:: Texto proporcionado ::
Ese día llegué una hora antes del inicio de la función. Acompañado por mi novia recorrimos los alrededores para matar el tiempo. Nos tomamos fotos con las esculturas de los elefantes, compramos unos dulces y nos formamos en la fila para ingresar. Fue justo ahí, mientras estábamos en la cola cuando vino el primer desencanto. Un trabajador del circo salió con una llama y un poni, hermoso par de animales a los que los niños podían, bajo una cierta cuota, acercarse para acariciarlos, montarlos y tomarse con ellos la foto. Fue ahí cuando Tania, la cual desde niña ha sido fanática de los circos y los ponis, se emocionó y se dirigió corriendo hacia él. Estuvo un par de minutos con aquellos bellos ejemplares hasta que horrorizada regresó y angustiada me pidió que me fijara en una de las patas traseras del poni. No sé si la tenía fracturada o sólo lastimada, pero el pobre animalito apoyaba lo menos posible su patita en el suelo, por lo que la tenía semi flexionada. La situación se tornó más angustiante cuando la familia de un niño gordo pagó para que su retoño montara al pobre poni. Tania se entristeció y quería irse. Yo comenzaba a desencantarme.



Poco después la fila avanzó. Ingresamos al área de alimentos y después al interior de la carpa. Nos sentamos en una butaca cercana a la pista del escenario. En mis recuerdos infantiles, las dimensiones de un espacio como aquel eran mucho más grandes. Aun así, la afluencia de espectadores era, a mis ojos, insuficiente. Uno suele imaginarse un sitio así lleno de familias felices, y en cambio, el contraste con aquellas gradas semivacías y frías daba al ambiente un toque de abandono y melancolía.
:::
:: Segmento de datos ::
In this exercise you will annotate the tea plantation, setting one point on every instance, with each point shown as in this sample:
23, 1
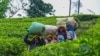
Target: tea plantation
12, 32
:::
Consigna escrita A
¿Con qué animales salió el trabajador del circo, según el relato del circo?
Consigna escrita B
Por favor, reproduce literalmente el tramo del relato del circo que va desde "Poco después la" hasta "abandono y melancolía.".

Respuesta del ejercicio A
Con una llama y un poni.

Respuesta del ejercicio B
Poco después la fila avanzó. Ingresamos al área de alimentos y después al interior de la carpa. Nos sentamos en una butaca cercana a la pista del escenario. En mis recuerdos infantiles, las dimensiones de un espacio como aquel eran mucho más grandes. Aun así, la afluencia de espectadores era, a mis ojos, insuficiente. Uno suele imaginarse un sitio así lleno de familias felices, y en cambio, el contraste con aquellas gradas semivacías y frías daba al ambiente un toque de abandono y melancolía.